Location identification items:
========================

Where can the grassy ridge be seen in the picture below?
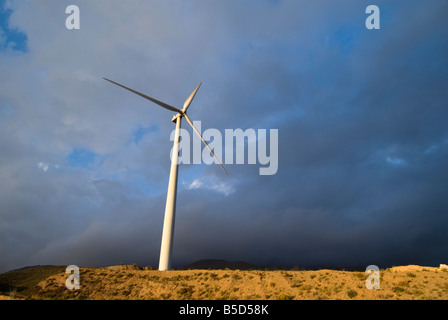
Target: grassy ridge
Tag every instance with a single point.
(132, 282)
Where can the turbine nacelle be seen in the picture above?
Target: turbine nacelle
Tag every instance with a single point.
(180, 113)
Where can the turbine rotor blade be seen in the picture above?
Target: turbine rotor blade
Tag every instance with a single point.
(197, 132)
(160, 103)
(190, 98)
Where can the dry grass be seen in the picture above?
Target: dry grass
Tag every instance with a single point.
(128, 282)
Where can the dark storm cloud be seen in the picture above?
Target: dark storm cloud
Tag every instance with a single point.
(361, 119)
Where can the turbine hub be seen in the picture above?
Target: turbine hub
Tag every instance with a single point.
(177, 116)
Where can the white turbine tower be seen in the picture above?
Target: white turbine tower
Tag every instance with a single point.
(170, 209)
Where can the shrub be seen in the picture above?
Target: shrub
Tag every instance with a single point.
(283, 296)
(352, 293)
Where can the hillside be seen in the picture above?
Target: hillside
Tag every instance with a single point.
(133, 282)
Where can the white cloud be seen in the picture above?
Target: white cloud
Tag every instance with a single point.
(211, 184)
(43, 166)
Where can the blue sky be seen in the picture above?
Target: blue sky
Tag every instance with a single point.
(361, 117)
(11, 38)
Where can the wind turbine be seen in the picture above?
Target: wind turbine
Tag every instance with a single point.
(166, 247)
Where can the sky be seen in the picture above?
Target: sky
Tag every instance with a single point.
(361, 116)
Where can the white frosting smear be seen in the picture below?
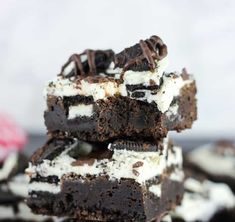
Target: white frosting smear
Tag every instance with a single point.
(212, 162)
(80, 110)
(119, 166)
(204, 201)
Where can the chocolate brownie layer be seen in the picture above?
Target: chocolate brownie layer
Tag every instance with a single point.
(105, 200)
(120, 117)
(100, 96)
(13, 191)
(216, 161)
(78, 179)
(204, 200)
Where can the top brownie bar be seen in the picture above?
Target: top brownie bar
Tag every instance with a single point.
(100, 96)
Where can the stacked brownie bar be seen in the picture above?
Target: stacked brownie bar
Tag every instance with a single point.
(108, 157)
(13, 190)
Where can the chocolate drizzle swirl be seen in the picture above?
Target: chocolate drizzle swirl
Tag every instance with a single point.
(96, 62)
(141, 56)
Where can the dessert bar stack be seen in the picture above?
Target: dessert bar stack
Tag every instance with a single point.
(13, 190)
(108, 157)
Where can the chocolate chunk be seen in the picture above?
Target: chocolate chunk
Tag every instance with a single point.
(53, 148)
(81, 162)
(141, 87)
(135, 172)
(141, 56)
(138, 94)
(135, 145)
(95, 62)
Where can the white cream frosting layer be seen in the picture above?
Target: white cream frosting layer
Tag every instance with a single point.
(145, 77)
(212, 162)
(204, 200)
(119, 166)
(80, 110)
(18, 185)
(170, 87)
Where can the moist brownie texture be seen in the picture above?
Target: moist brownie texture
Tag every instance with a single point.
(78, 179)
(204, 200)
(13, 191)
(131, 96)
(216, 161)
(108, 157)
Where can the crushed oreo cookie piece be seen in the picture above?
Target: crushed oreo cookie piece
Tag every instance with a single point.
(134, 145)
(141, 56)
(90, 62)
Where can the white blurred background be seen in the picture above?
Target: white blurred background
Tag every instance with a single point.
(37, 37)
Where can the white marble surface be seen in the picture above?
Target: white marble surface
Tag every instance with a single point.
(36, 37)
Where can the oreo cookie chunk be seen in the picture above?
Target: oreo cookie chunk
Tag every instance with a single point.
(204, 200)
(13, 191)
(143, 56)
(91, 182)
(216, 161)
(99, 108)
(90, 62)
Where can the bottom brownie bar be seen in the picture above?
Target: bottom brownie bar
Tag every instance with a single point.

========================

GIVEN EXERCISE:
Could you rewrite only the rows from the line with "Where can the bottom" through the last row, renaming "brownie bar" to "brownie square" and leaving everything else unchanged?

THE OUTPUT:
Where can the bottom brownie square be seen in the picture above?
Target: bottom brownie square
Tag every instance with a single point.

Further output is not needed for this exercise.